| What needs to be done |
Please keep pictures out and return the lines below exactly, from the one holding "Task: tag one point per instance of the white throw" through the last, both included.

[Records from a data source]
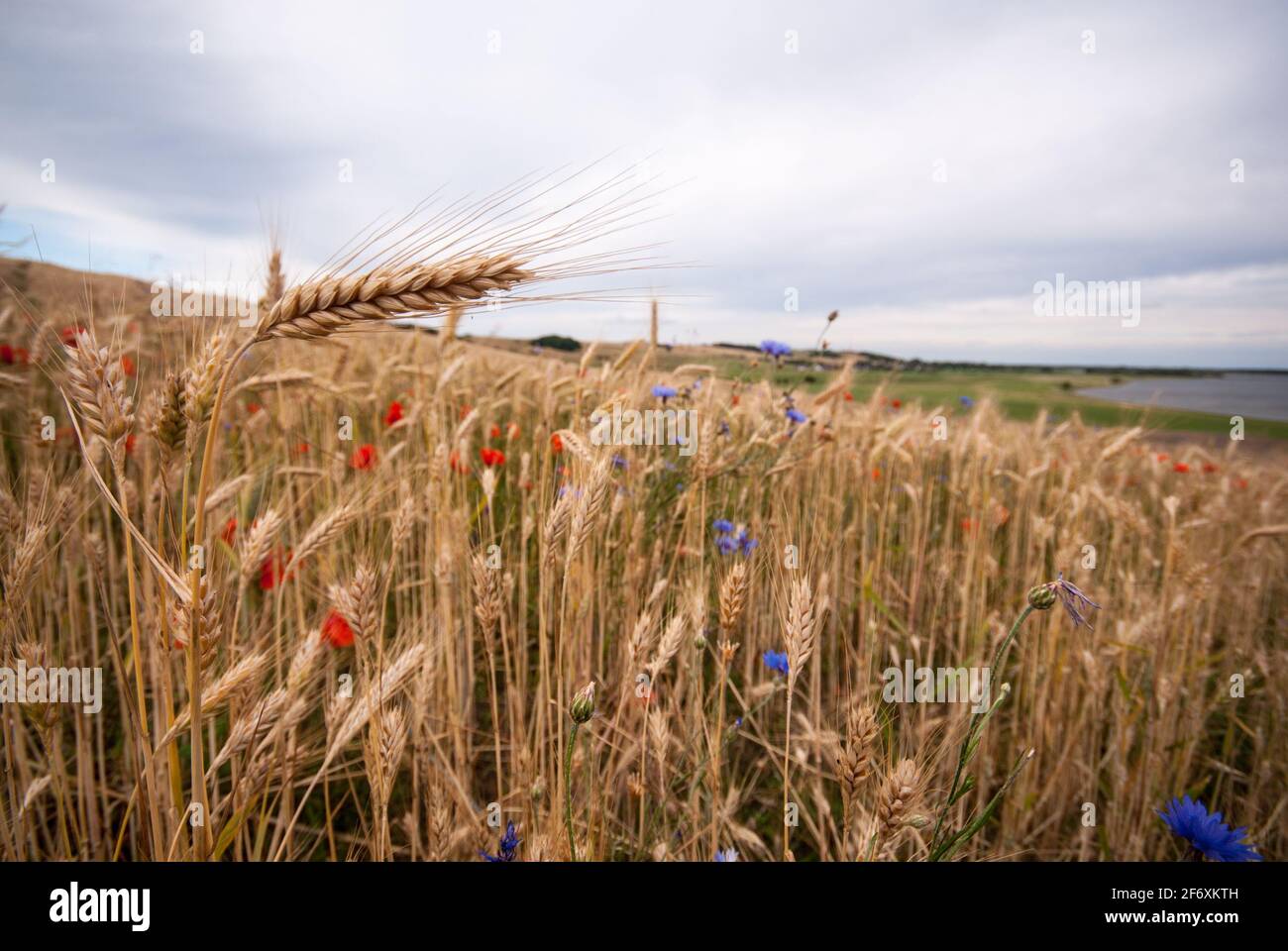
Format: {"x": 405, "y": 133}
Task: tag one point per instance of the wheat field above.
{"x": 364, "y": 591}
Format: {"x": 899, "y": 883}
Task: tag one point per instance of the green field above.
{"x": 1020, "y": 394}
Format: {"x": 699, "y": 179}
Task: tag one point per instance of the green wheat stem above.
{"x": 572, "y": 740}
{"x": 970, "y": 732}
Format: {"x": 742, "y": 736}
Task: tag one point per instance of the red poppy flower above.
{"x": 336, "y": 630}
{"x": 364, "y": 457}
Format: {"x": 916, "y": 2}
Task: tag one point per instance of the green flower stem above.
{"x": 974, "y": 720}
{"x": 572, "y": 740}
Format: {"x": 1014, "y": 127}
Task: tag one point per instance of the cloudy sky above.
{"x": 917, "y": 166}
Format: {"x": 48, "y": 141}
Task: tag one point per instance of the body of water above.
{"x": 1256, "y": 396}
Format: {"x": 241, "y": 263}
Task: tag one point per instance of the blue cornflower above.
{"x": 777, "y": 660}
{"x": 1206, "y": 832}
{"x": 507, "y": 849}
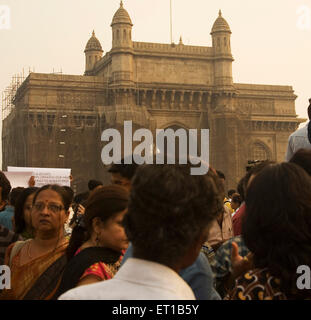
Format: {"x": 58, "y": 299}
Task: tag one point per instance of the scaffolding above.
{"x": 9, "y": 93}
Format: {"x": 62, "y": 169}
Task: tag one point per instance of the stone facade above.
{"x": 58, "y": 119}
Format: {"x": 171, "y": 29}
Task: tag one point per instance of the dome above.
{"x": 121, "y": 16}
{"x": 93, "y": 44}
{"x": 220, "y": 24}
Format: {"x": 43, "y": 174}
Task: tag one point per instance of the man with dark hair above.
{"x": 94, "y": 184}
{"x": 303, "y": 159}
{"x": 7, "y": 212}
{"x": 243, "y": 184}
{"x": 168, "y": 218}
{"x": 300, "y": 139}
{"x": 123, "y": 173}
{"x": 230, "y": 193}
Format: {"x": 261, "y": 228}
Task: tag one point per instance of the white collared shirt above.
{"x": 137, "y": 279}
{"x": 297, "y": 140}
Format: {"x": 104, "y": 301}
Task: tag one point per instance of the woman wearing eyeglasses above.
{"x": 98, "y": 241}
{"x": 36, "y": 264}
{"x": 22, "y": 213}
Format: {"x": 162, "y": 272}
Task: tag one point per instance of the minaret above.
{"x": 93, "y": 52}
{"x": 122, "y": 48}
{"x": 221, "y": 34}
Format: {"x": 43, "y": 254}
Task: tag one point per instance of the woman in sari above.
{"x": 22, "y": 213}
{"x": 36, "y": 264}
{"x": 98, "y": 241}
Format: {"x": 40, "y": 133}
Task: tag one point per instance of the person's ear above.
{"x": 96, "y": 224}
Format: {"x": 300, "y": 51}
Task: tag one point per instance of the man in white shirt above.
{"x": 300, "y": 139}
{"x": 167, "y": 221}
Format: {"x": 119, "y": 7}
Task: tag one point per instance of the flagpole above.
{"x": 171, "y": 27}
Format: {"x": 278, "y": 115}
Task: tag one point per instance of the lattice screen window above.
{"x": 258, "y": 152}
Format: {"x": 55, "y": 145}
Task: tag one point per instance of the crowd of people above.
{"x": 158, "y": 232}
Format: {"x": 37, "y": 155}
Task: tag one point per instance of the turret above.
{"x": 93, "y": 52}
{"x": 221, "y": 34}
{"x": 122, "y": 48}
{"x": 121, "y": 29}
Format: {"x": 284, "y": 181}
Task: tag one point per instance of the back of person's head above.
{"x": 92, "y": 184}
{"x": 231, "y": 192}
{"x": 221, "y": 175}
{"x": 14, "y": 195}
{"x": 19, "y": 218}
{"x": 302, "y": 158}
{"x": 103, "y": 203}
{"x": 250, "y": 174}
{"x": 81, "y": 197}
{"x": 5, "y": 186}
{"x": 277, "y": 224}
{"x": 125, "y": 170}
{"x": 70, "y": 192}
{"x": 241, "y": 188}
{"x": 236, "y": 198}
{"x": 169, "y": 210}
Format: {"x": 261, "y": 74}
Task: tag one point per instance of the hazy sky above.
{"x": 271, "y": 39}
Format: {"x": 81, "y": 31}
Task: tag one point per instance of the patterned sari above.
{"x": 37, "y": 279}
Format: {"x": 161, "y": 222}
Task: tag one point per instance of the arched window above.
{"x": 258, "y": 151}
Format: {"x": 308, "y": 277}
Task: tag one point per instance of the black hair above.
{"x": 81, "y": 197}
{"x": 14, "y": 195}
{"x": 231, "y": 192}
{"x": 58, "y": 189}
{"x": 302, "y": 158}
{"x": 70, "y": 192}
{"x": 236, "y": 198}
{"x": 104, "y": 203}
{"x": 92, "y": 184}
{"x": 5, "y": 185}
{"x": 221, "y": 175}
{"x": 168, "y": 211}
{"x": 125, "y": 170}
{"x": 19, "y": 218}
{"x": 277, "y": 224}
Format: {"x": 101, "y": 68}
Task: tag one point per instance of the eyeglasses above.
{"x": 52, "y": 207}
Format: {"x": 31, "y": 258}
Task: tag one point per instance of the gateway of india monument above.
{"x": 57, "y": 119}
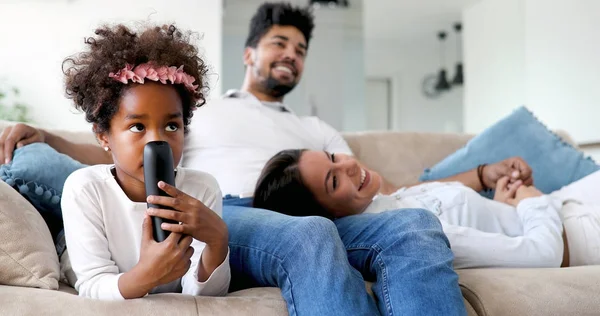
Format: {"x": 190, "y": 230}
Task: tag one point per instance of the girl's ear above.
{"x": 102, "y": 137}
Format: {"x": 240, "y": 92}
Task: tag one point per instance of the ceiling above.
{"x": 408, "y": 20}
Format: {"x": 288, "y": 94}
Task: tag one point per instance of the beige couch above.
{"x": 400, "y": 156}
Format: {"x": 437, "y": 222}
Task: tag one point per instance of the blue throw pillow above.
{"x": 554, "y": 162}
{"x": 39, "y": 172}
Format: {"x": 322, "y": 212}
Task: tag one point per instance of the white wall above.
{"x": 539, "y": 53}
{"x": 407, "y": 64}
{"x": 37, "y": 35}
{"x": 333, "y": 83}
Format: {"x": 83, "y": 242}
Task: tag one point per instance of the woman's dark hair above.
{"x": 86, "y": 74}
{"x": 280, "y": 187}
{"x": 279, "y": 13}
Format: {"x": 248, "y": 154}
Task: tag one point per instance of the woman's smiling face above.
{"x": 338, "y": 182}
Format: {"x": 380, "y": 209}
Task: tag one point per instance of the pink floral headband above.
{"x": 148, "y": 71}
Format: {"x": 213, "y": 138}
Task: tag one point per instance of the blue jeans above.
{"x": 321, "y": 265}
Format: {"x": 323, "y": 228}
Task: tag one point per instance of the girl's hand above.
{"x": 196, "y": 219}
{"x": 166, "y": 261}
{"x": 159, "y": 263}
{"x": 505, "y": 191}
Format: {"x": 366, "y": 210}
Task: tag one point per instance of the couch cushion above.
{"x": 557, "y": 291}
{"x": 520, "y": 134}
{"x": 27, "y": 254}
{"x": 401, "y": 156}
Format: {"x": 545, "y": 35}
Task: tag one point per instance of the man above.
{"x": 319, "y": 265}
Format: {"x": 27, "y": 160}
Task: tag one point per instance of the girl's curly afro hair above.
{"x": 86, "y": 74}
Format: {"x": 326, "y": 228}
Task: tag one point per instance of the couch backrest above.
{"x": 400, "y": 156}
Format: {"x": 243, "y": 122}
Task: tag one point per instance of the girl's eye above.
{"x": 172, "y": 127}
{"x": 137, "y": 128}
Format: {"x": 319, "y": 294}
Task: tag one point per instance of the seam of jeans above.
{"x": 292, "y": 303}
{"x": 377, "y": 249}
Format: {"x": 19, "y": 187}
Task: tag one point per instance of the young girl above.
{"x": 136, "y": 88}
{"x": 519, "y": 228}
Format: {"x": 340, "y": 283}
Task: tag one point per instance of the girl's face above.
{"x": 338, "y": 182}
{"x": 147, "y": 112}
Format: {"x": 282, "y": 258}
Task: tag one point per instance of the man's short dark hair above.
{"x": 279, "y": 13}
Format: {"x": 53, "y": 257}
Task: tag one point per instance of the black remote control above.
{"x": 158, "y": 166}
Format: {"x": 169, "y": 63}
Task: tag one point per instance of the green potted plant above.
{"x": 11, "y": 109}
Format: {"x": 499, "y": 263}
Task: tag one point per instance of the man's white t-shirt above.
{"x": 485, "y": 233}
{"x": 103, "y": 231}
{"x": 232, "y": 138}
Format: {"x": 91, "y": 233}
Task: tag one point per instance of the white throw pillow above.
{"x": 27, "y": 253}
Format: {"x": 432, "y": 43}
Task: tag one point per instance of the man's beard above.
{"x": 275, "y": 88}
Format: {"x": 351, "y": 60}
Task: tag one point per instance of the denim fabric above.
{"x": 39, "y": 172}
{"x": 554, "y": 162}
{"x": 321, "y": 266}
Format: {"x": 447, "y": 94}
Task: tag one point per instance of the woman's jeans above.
{"x": 321, "y": 265}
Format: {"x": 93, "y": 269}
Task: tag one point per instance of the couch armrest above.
{"x": 557, "y": 291}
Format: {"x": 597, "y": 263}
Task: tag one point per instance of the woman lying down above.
{"x": 521, "y": 227}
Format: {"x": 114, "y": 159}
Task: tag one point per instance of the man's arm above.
{"x": 515, "y": 168}
{"x": 21, "y": 135}
{"x": 85, "y": 153}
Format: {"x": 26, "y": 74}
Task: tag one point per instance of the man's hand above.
{"x": 525, "y": 192}
{"x": 17, "y": 136}
{"x": 505, "y": 192}
{"x": 514, "y": 168}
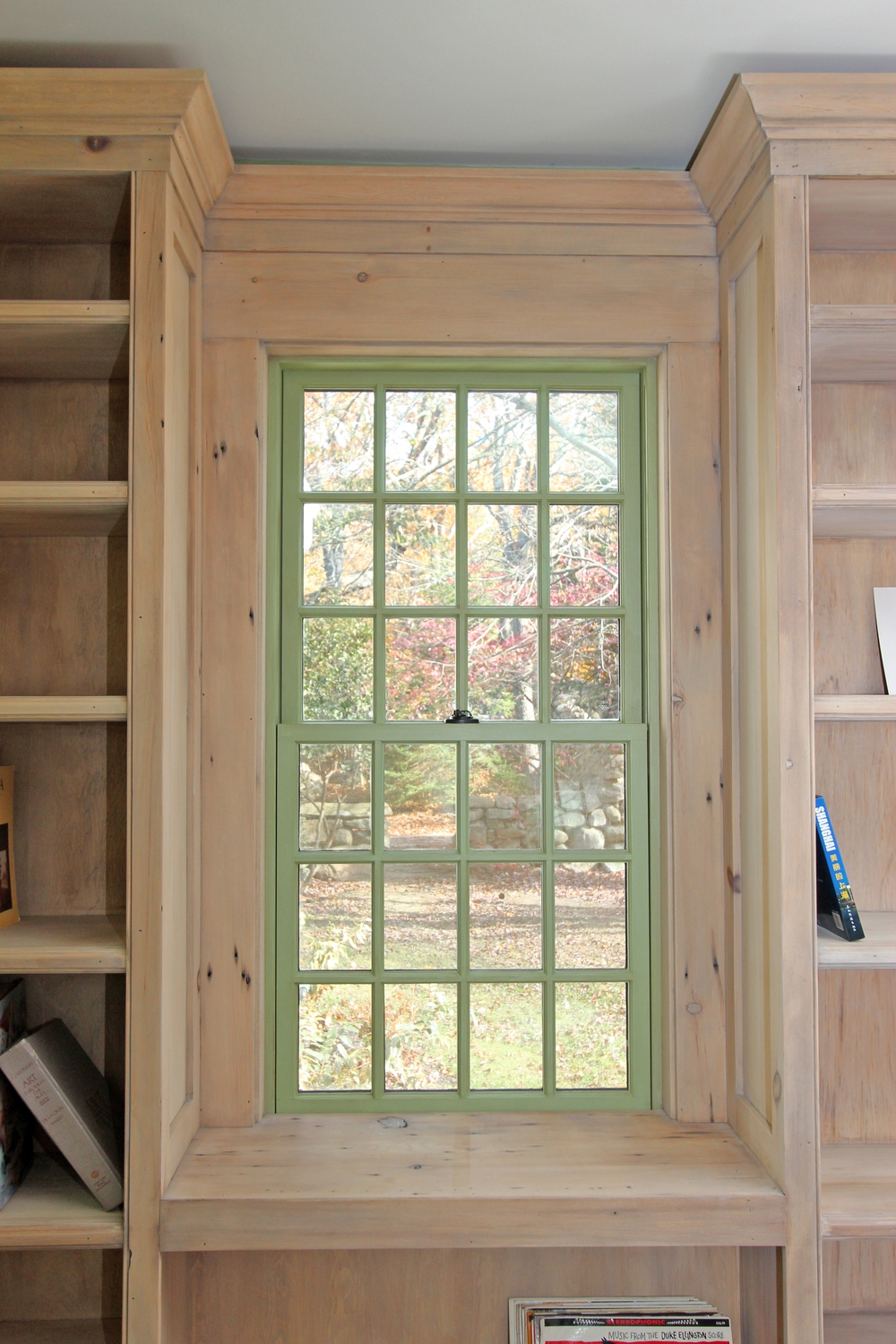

| Task solution |
Task: tag one point per instance of the white throw pillow above.
{"x": 27, "y": 253}
Format: {"x": 432, "y": 43}
Task: tag one point per instance of the man's beard above.
{"x": 275, "y": 88}
Format: {"x": 351, "y": 60}
Task: tag one point per instance of the denim fabric above.
{"x": 39, "y": 172}
{"x": 554, "y": 162}
{"x": 321, "y": 266}
Format: {"x": 447, "y": 94}
Task: tag one point per instance of the woman's jeans above.
{"x": 321, "y": 265}
Format: {"x": 93, "y": 269}
Task: tag one point per instance of the couch armrest above.
{"x": 557, "y": 291}
Format: {"x": 597, "y": 263}
Task: tag one point per instance of the woman lying down above.
{"x": 521, "y": 227}
Format: {"x": 114, "y": 159}
Task: tag one point per instance of the man's arm above.
{"x": 515, "y": 168}
{"x": 21, "y": 135}
{"x": 85, "y": 153}
Format: {"x": 26, "y": 74}
Task: tag one point per instance of the man's hand above.
{"x": 525, "y": 192}
{"x": 17, "y": 136}
{"x": 505, "y": 192}
{"x": 514, "y": 168}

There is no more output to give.